Task inputs START

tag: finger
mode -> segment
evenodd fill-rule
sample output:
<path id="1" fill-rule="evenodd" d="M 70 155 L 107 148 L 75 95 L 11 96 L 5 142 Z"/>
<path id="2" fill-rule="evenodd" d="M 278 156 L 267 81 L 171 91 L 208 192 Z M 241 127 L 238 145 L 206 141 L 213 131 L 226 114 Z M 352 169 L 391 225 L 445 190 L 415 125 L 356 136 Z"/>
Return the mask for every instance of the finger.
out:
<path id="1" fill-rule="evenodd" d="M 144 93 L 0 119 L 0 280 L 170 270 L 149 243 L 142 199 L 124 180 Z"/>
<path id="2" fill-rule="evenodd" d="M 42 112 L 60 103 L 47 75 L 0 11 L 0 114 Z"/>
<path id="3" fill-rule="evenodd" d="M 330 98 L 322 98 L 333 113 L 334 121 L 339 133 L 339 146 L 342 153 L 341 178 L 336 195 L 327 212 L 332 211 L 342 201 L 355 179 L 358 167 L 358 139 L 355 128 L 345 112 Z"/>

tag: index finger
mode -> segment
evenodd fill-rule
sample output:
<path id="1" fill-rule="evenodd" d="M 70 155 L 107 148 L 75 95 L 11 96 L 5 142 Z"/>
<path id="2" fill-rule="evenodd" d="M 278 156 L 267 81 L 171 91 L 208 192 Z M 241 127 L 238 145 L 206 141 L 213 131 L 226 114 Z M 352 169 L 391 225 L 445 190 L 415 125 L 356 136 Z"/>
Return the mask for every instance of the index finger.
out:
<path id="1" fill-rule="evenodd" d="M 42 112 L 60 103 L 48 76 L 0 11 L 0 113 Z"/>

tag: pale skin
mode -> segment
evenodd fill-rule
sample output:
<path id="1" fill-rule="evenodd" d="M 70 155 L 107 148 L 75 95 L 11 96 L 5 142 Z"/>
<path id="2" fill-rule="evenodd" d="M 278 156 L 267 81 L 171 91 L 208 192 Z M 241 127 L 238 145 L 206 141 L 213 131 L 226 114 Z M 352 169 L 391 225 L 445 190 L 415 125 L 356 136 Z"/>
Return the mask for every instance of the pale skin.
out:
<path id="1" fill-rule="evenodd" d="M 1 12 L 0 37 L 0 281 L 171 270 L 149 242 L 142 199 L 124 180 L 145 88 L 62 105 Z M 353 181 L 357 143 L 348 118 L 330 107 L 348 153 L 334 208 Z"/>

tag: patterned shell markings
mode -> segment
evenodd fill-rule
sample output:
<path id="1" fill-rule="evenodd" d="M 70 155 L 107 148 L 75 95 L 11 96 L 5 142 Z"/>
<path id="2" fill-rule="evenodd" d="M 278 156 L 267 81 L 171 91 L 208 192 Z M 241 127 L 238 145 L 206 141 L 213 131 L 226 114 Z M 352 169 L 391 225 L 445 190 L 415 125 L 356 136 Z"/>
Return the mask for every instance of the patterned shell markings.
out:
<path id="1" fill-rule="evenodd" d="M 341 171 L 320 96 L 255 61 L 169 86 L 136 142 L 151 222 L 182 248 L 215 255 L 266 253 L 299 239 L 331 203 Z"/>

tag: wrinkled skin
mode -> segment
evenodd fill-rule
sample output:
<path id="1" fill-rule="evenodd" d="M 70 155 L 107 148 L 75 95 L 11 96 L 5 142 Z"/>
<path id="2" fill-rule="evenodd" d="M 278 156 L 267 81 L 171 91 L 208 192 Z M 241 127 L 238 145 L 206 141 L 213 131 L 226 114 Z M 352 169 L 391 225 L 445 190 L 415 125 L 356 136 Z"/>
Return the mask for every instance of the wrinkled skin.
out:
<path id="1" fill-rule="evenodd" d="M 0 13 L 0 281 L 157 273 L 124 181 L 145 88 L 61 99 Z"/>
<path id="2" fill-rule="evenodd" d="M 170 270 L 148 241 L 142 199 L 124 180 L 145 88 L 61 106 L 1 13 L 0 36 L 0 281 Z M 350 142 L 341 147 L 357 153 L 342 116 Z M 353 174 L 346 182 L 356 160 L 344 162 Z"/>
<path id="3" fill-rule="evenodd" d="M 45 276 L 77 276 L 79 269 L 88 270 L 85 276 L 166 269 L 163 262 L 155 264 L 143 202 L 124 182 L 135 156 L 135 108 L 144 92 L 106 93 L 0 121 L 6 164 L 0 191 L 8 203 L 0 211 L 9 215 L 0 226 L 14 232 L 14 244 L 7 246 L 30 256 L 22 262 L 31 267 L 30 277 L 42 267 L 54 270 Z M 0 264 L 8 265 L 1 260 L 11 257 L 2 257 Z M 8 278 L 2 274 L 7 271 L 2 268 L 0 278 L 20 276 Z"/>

Task inputs END

■ Required work ■
Transcribe the records. Keep every word exactly as it stands.

■ Written answer ■
tag: finger
mode -> segment
evenodd fill-rule
sample output:
<path id="1" fill-rule="evenodd" d="M 70 155 L 107 148 L 75 95 L 11 96 L 5 142 Z"/>
<path id="2" fill-rule="evenodd" d="M 278 156 L 267 81 L 171 91 L 208 192 Z M 241 127 L 238 145 L 206 141 L 213 131 L 226 114 Z M 352 169 L 391 225 L 445 190 L 415 125 L 356 136 Z"/>
Return the mask for every instance of the finger.
out:
<path id="1" fill-rule="evenodd" d="M 144 93 L 0 119 L 0 280 L 170 270 L 149 243 L 142 199 L 124 180 Z"/>
<path id="2" fill-rule="evenodd" d="M 42 112 L 60 103 L 47 75 L 0 11 L 0 114 Z"/>
<path id="3" fill-rule="evenodd" d="M 330 98 L 322 98 L 333 113 L 334 121 L 339 133 L 339 146 L 342 153 L 341 178 L 336 195 L 327 212 L 332 211 L 342 201 L 355 179 L 358 167 L 358 139 L 355 128 L 345 112 Z"/>

tag: index finger
mode -> segment
evenodd fill-rule
sample output:
<path id="1" fill-rule="evenodd" d="M 70 155 L 107 148 L 75 95 L 11 96 L 5 142 Z"/>
<path id="2" fill-rule="evenodd" d="M 278 156 L 267 81 L 171 91 L 208 192 Z M 241 127 L 238 145 L 206 141 L 213 131 L 226 114 Z M 352 169 L 391 225 L 445 190 L 415 125 L 356 136 Z"/>
Return the mask for every instance of the index finger.
out:
<path id="1" fill-rule="evenodd" d="M 42 112 L 60 103 L 48 76 L 0 11 L 0 113 Z"/>

tag: pale skin
mode -> segment
evenodd fill-rule
sample output:
<path id="1" fill-rule="evenodd" d="M 70 155 L 107 148 L 75 95 L 11 96 L 5 142 Z"/>
<path id="2" fill-rule="evenodd" d="M 278 156 L 267 81 L 171 91 L 208 192 Z M 241 127 L 238 145 L 206 141 L 213 131 L 226 114 Z M 352 169 L 391 225 L 445 190 L 415 125 L 356 136 Z"/>
Return the mask for every instance of the pale skin.
out:
<path id="1" fill-rule="evenodd" d="M 1 12 L 0 37 L 0 281 L 171 270 L 149 242 L 142 199 L 124 180 L 145 88 L 62 105 Z M 353 181 L 357 143 L 348 118 L 330 107 L 348 153 L 334 208 Z"/>

tag: patterned shell markings
mode -> segment
evenodd fill-rule
sample output:
<path id="1" fill-rule="evenodd" d="M 70 155 L 107 148 L 75 95 L 11 96 L 5 142 Z"/>
<path id="2" fill-rule="evenodd" d="M 278 156 L 267 81 L 171 91 L 208 192 Z M 241 127 L 238 145 L 206 141 L 213 131 L 226 114 Z M 352 169 L 391 225 L 445 190 L 415 125 L 356 136 Z"/>
Return the mask for every instance of the patterned shell markings.
out:
<path id="1" fill-rule="evenodd" d="M 341 171 L 320 96 L 255 61 L 169 86 L 136 142 L 151 222 L 182 248 L 215 255 L 266 253 L 299 239 L 331 203 Z"/>

tag: wrinkled skin
mode -> segment
evenodd fill-rule
sample output:
<path id="1" fill-rule="evenodd" d="M 70 155 L 107 148 L 75 95 L 11 96 L 5 142 Z"/>
<path id="2" fill-rule="evenodd" d="M 278 156 L 267 81 L 171 91 L 208 192 Z M 241 127 L 238 145 L 206 141 L 213 131 L 226 114 Z M 352 169 L 391 225 L 445 190 L 415 125 L 356 136 Z"/>
Return the mask for every instance of the wrinkled skin.
out:
<path id="1" fill-rule="evenodd" d="M 0 13 L 0 281 L 157 273 L 124 181 L 145 88 L 61 99 Z"/>
<path id="2" fill-rule="evenodd" d="M 170 270 L 148 241 L 142 199 L 124 180 L 145 88 L 61 106 L 1 13 L 0 36 L 0 281 Z M 350 142 L 341 147 L 357 153 L 342 116 Z M 353 174 L 346 182 L 356 160 L 344 162 Z"/>
<path id="3" fill-rule="evenodd" d="M 45 276 L 77 276 L 79 269 L 88 270 L 85 276 L 166 269 L 163 262 L 155 264 L 143 202 L 124 182 L 135 156 L 135 108 L 144 92 L 106 93 L 0 121 L 6 164 L 0 191 L 8 203 L 0 211 L 9 215 L 0 226 L 14 232 L 14 244 L 7 246 L 30 256 L 22 262 L 31 267 L 30 277 L 42 267 L 54 270 Z M 0 264 L 8 265 L 1 260 L 11 257 L 2 257 Z M 8 278 L 2 274 L 7 271 L 2 268 L 0 278 L 20 276 Z"/>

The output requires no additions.